THE EXERCISE: Retype everything in the listing, leaving each line exactly as it is.

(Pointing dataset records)
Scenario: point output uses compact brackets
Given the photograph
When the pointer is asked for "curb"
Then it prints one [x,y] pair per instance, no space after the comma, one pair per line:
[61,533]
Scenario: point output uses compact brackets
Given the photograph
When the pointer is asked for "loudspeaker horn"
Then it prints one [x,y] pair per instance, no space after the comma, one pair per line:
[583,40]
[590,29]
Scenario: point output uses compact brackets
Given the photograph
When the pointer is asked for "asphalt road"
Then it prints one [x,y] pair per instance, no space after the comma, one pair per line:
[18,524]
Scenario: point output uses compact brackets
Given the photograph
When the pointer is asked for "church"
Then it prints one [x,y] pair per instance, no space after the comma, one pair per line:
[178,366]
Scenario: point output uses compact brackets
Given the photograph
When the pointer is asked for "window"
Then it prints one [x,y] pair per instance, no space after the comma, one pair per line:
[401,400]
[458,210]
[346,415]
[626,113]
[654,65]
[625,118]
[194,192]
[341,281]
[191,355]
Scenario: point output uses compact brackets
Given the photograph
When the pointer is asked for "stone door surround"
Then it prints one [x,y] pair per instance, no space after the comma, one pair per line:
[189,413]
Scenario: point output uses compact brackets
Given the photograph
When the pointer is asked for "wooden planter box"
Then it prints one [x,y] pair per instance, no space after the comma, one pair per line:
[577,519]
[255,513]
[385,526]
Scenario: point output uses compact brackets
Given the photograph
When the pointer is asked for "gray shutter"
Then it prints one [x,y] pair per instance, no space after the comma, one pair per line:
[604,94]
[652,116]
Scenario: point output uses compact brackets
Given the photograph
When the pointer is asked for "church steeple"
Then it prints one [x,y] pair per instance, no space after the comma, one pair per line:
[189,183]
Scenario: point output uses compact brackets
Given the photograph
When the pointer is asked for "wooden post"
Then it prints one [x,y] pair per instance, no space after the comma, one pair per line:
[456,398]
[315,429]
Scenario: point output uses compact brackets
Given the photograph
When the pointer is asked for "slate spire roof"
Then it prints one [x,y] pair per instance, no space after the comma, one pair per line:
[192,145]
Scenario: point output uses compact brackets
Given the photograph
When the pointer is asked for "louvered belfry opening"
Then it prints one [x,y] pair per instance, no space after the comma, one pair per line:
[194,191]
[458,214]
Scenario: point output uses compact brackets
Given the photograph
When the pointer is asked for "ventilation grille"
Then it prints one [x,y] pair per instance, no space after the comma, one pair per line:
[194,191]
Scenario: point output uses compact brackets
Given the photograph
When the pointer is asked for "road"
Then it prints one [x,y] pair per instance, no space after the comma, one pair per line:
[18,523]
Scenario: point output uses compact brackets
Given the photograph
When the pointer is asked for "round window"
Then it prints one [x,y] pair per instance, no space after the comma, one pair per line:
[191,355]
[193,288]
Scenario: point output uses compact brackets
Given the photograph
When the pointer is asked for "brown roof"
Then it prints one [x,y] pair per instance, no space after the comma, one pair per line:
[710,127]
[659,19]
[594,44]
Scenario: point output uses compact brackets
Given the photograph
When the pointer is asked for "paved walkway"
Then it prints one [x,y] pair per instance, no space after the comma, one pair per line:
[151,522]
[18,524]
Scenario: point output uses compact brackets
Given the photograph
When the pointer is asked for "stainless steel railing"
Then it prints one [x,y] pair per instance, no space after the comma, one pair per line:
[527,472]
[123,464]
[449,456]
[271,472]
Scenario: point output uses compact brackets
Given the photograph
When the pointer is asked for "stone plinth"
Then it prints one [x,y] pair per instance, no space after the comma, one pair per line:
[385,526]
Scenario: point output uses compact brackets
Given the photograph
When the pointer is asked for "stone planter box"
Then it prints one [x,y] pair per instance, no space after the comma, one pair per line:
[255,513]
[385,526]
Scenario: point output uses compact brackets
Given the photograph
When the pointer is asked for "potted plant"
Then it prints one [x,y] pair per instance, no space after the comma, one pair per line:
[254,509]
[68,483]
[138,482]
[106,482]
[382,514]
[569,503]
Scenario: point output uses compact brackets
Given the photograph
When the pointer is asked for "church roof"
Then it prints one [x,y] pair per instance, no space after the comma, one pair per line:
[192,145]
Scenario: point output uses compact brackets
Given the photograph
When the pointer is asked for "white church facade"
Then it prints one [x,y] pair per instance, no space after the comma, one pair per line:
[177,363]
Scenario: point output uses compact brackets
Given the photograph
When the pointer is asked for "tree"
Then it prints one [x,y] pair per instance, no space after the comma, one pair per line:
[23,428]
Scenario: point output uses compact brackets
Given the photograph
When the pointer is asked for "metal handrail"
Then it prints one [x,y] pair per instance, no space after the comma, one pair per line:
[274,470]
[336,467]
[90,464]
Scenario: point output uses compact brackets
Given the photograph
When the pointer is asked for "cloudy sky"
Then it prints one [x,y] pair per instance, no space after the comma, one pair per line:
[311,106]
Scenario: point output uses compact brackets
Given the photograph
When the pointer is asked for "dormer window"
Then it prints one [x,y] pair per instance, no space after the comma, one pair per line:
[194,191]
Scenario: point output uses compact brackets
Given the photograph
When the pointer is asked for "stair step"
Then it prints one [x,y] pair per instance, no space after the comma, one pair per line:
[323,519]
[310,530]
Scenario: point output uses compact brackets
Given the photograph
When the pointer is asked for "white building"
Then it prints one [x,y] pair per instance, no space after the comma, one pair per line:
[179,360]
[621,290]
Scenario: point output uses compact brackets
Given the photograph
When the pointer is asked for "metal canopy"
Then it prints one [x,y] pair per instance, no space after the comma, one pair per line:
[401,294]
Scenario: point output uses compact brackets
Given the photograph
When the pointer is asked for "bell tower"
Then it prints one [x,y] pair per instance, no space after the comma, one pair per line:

ANSWER TO THIS EXERCISE:
Scenario: point output uses compact brackets
Given the photograph
When the pointer is asked for "curb"
Then it prints one [x,y] pair per instance, no space after the comma, one pair per line:
[61,533]
Scenario: point output uses compact brackets
Given the photograph
When the pointer is asked for "loudspeaker horn"
Then it prints one [x,y] pair per instance, no space after the comma, one pair per line:
[583,40]
[590,29]
Scenario: point output uses compact brackets
Given the photograph
When the pointer is asked for "asphalt road"
Then it prints one [x,y] pair per instance, no space after the comma, one pair per line:
[18,524]
Scenario: point output uses compact brackets
Given the photograph
When the pointer is asked for "church"
Then it prints one [x,y] pair per instance, no space after the comma, one pair per line:
[178,366]
Scenario: point output uses compact brackets
Given the photograph
When the pointer is asked for "window"
Then it prints one [x,y] pair per instance, no space after the comma, one pair per line:
[401,400]
[458,210]
[346,415]
[626,113]
[654,65]
[625,118]
[194,192]
[341,281]
[191,355]
Scenario: point output uses compact brackets
Given the photograph
When the pointer is asked for "stone door surround"
Then it prints one [x,y] pair per instance, no space after the comma, one pair per line:
[189,413]
Scenario: point output uses compact brackets
Given the photograph
When the pointer is asked for "wooden planter box"
Then it prints one [x,y] pair per instance, no space after the comma, one pair per line:
[577,519]
[255,513]
[385,526]
Scenario: point output uses compact brackets
Given the photograph
When the pointer is asked for "gray shutter"
Then it prints one [x,y] pair per instance, no space after the comma, one pair per line:
[604,94]
[652,116]
Scenario: point output uses compact brackets
Given the photograph
When the pointer is asked for "church steeple"
Then it prints one [x,y] pair per instance, no space after the comma, one pair per line:
[189,183]
Scenario: point output uses compact brackets
Given the photograph
When the pointer is asked for "wooden post"
Then it prints one [x,y] pair per instance, no space after the comma, one pair per line:
[456,398]
[315,429]
Scenario: point output uses compact brackets
Given the photograph
When the pointer is asked for "slate spire roof"
Then it prints one [x,y] pair per instance, no space after the comma, one pair per line:
[192,145]
Scenario: point output uses compact brackets
Given the photograph
When the pointer is asked for "louvered belfry opening"
Then it prints one [x,y] pair per instance, no space after the comma, one pair per line:
[194,191]
[458,214]
Scenario: point output uses compact brackets
Given the photograph
When the pointer is asked for "ventilation grille"
Then it prints one [x,y] pair per instance, no space after the comma, one pair per line:
[194,191]
Scenario: point output uses compact brackets
Given the photograph
When the pointer is asked for "road"
Then it prints one [x,y] pair per instance, no space after the comma, one pair per line:
[18,523]
Scenario: point output uses compact brackets
Given the photograph
When the pointer is asked for "round window"
Then it prints one [x,y] pair per instance, no space after the comma, one pair per line:
[191,355]
[193,288]
Scenario: point output uses compact brackets
Given the photograph
When the pointer is asked for "brown roof"
Then it prints one [x,y] pair per instance, no space after the comma, one pair per line:
[710,127]
[659,19]
[594,44]
Scenario: point output uses compact brackets
Given the photograph
When the pointer is asked for "paved walkway"
Then it prints one [x,y] pair per instance, no space after the comma, one pair per line:
[151,522]
[18,524]
Scenario: point output uses compact brackets
Given the photograph
When the pointer is asked for "stainless steel railing"
Then it prints one [x,y] pair per instance, no space after the comma, one pair per line:
[527,472]
[123,464]
[449,456]
[271,472]
Scenario: point output uses compact brackets
Given the photograph
When the pointer is asked for "stone plinth"
Then it prints one [x,y] pair per instance, no space after the comma, one pair per line:
[385,526]
Scenario: point output uses compact brackets
Given the photograph
When the pointer is asked for "stone planter box"
Then it prints one [x,y] pair per instance, no space after the comma, one pair per line:
[255,513]
[385,526]
Scenario: point output uses compact brackets
Given the photograph
When the pointer is asked for "potted plant"
Then it prints one [x,y] pair per instance, no space after the comma, one pair per line:
[254,509]
[68,483]
[138,482]
[106,482]
[382,514]
[569,503]
Scenario: point output uses compact brackets
Given the photograph
When the pointer is asked for "church roof"
Then it prints one [x,y] pair per instance, no space after the comma, one pair per line:
[192,145]
Scenario: point output uses compact brackets
Given the photograph
When the pointer is asked for "white church facade"
Then it prints one [x,y] pair per instance, no space after the comma, one pair per line:
[177,363]
Scenario: point output uses compact brackets
Given the photograph
When the pointer is asked for "tree"
Then it prints one [x,y] pair per instance, no space after the comma, one pair per line:
[23,428]
Scenario: point output uses compact brackets
Given the photograph
When the pointer is asked for "metal handrail"
Then it prints one [x,y] pair per instance, no space after the comma, one pair per line:
[274,470]
[336,467]
[90,464]
Scenario: point output uses compact brackets
Given the photograph
When the pointer is asked for "cloudy sky"
Then it prints one [x,y] pair per instance, no space after the comma, one pair per line:
[311,106]
Scenario: point output uses compact brackets
Given the photograph
When the pointer is asked for "dormer window"
Then it prints one [x,y] pair per instance, no space after the comma, one pair per line:
[194,191]
Scenario: point output uses compact brackets
Given the photograph
When the pointer is asked for "stair step"
Then it prints one [x,y] pair per instance, no space after the comma, one pair per line:
[323,519]
[310,530]
Scenario: point output uses compact brackets
Given the photograph
When the pointer is asked for "white building"
Then it prints one [x,y] pair per instance, no space after the comma, one pair per line:
[179,360]
[621,290]
Scenario: point output uses compact brackets
Given the photograph
When the pointer is asked for "metal canopy"
Then it prints one [x,y] pair per instance, no space after the comma, one pair per line:
[401,294]
Scenario: point output uses compact brackets
Given the photograph
When the pointer is asked for "bell tower"
Then it prints one [x,y] pair per instance, no space after the comma, one pair per line:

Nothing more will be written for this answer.